**Source material**
++++

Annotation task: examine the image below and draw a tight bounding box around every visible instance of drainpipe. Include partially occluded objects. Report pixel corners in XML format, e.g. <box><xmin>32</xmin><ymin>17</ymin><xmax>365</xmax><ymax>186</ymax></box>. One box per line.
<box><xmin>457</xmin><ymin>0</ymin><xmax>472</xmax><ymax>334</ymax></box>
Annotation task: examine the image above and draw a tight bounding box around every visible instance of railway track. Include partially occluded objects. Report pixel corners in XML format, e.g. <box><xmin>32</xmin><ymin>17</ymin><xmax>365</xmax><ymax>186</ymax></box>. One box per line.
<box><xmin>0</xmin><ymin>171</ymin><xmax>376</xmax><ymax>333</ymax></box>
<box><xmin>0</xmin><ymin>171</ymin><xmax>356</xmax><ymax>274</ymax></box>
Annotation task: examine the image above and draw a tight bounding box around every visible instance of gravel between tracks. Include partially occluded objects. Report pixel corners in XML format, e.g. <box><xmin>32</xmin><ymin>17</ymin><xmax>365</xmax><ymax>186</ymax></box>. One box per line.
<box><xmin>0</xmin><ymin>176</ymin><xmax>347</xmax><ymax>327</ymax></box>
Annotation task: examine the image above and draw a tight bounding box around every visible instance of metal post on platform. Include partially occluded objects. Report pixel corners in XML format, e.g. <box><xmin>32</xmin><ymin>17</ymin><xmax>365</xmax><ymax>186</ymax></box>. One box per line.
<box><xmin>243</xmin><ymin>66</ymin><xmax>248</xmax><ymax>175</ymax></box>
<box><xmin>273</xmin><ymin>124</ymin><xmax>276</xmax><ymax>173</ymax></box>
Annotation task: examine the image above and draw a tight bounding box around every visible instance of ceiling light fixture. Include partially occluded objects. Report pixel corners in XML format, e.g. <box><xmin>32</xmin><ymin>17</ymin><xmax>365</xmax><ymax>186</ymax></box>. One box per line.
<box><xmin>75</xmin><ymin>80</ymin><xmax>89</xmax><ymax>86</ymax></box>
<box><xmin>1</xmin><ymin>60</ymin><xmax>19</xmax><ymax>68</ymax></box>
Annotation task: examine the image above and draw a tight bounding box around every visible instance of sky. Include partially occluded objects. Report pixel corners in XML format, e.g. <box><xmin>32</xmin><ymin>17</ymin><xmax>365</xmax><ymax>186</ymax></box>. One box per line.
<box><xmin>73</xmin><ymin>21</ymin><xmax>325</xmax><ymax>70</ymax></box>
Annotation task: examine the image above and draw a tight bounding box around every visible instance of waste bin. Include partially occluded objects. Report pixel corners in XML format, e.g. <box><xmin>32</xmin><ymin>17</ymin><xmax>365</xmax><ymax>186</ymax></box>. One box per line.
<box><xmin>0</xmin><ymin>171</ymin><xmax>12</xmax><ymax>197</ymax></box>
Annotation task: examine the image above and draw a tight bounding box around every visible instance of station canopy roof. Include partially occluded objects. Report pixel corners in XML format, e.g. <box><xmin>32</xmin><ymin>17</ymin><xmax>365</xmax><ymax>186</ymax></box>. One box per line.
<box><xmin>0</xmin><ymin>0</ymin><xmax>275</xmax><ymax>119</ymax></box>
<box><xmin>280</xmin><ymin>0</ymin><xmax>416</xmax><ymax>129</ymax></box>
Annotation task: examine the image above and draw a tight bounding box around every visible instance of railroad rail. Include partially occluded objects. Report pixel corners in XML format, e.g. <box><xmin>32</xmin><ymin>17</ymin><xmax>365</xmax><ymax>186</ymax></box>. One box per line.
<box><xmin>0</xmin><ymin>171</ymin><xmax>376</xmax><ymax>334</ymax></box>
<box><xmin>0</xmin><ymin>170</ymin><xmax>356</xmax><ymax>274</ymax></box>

++++

**The request**
Copy all of the data above line for line, changing nothing.

**Completed task**
Annotation task: examine the image below and draw a tight bounding box around every visible instance of drainpipe. Include partially occluded objects. Report pixel corners in XML format, e.g. <box><xmin>32</xmin><ymin>17</ymin><xmax>365</xmax><ymax>186</ymax></box>. One box per line.
<box><xmin>457</xmin><ymin>0</ymin><xmax>472</xmax><ymax>334</ymax></box>
Annotation task: examine the image above and draw a tight bounding box around every visible instance of railway track. Include partially occluded objects. Report pixel corners in XML format, e.g. <box><xmin>32</xmin><ymin>17</ymin><xmax>365</xmax><ymax>186</ymax></box>. One box per line.
<box><xmin>0</xmin><ymin>171</ymin><xmax>376</xmax><ymax>333</ymax></box>
<box><xmin>0</xmin><ymin>171</ymin><xmax>356</xmax><ymax>274</ymax></box>
Annotation task: examine the image above and draw a tight bounding box around every visible instance of gravel between tracks. Include partially occluded objects. Report pixel corners in XML format, e.g. <box><xmin>32</xmin><ymin>17</ymin><xmax>365</xmax><ymax>186</ymax></box>. One box per line.
<box><xmin>0</xmin><ymin>176</ymin><xmax>347</xmax><ymax>327</ymax></box>
Annotation task: examine the image above and draw a tight bounding box around every visible instance of metal post on platform. Include partially occluded objects. Report pixel corners in XML format, e.g. <box><xmin>32</xmin><ymin>17</ymin><xmax>365</xmax><ymax>186</ymax></box>. One box per line.
<box><xmin>243</xmin><ymin>66</ymin><xmax>248</xmax><ymax>175</ymax></box>
<box><xmin>273</xmin><ymin>124</ymin><xmax>276</xmax><ymax>173</ymax></box>
Annotation task: examine the image above and draw a tight bounding box around every visible instance of ceiling light fixture. Include partially occluded objects. Report pixel corners in XML format, e.g. <box><xmin>32</xmin><ymin>17</ymin><xmax>365</xmax><ymax>186</ymax></box>. One box per line.
<box><xmin>75</xmin><ymin>80</ymin><xmax>89</xmax><ymax>86</ymax></box>
<box><xmin>1</xmin><ymin>60</ymin><xmax>19</xmax><ymax>68</ymax></box>
Annotation task: examine the image above and draw a tight bounding box around every visible instance of sky. Include partially occluded objects. Report pixel corners in XML format, e.g. <box><xmin>32</xmin><ymin>17</ymin><xmax>365</xmax><ymax>186</ymax></box>. One box per line.
<box><xmin>73</xmin><ymin>21</ymin><xmax>325</xmax><ymax>70</ymax></box>
Annotation task: examine the image above and draw a tight bounding box around every visible instance of waste bin. Include partially occluded objects. Report pixel corners in XML format, e.g. <box><xmin>32</xmin><ymin>17</ymin><xmax>365</xmax><ymax>186</ymax></box>. One box per line.
<box><xmin>0</xmin><ymin>171</ymin><xmax>12</xmax><ymax>197</ymax></box>
Annotation task: examine the image above and draw a tight bounding box around every visible instance of station canopy roof. Include partially occluded objects. Report pixel corners in XML format, e.g. <box><xmin>32</xmin><ymin>17</ymin><xmax>365</xmax><ymax>186</ymax></box>. One box per line.
<box><xmin>0</xmin><ymin>0</ymin><xmax>275</xmax><ymax>119</ymax></box>
<box><xmin>280</xmin><ymin>0</ymin><xmax>416</xmax><ymax>129</ymax></box>
Annotation task: examine the image above and draw a tight bounding box around every visible instance of railroad rail. Include partially occluded objects. Report pixel corners in XML format, e.g. <box><xmin>32</xmin><ymin>17</ymin><xmax>365</xmax><ymax>186</ymax></box>. One box per line.
<box><xmin>0</xmin><ymin>171</ymin><xmax>376</xmax><ymax>334</ymax></box>
<box><xmin>0</xmin><ymin>170</ymin><xmax>356</xmax><ymax>274</ymax></box>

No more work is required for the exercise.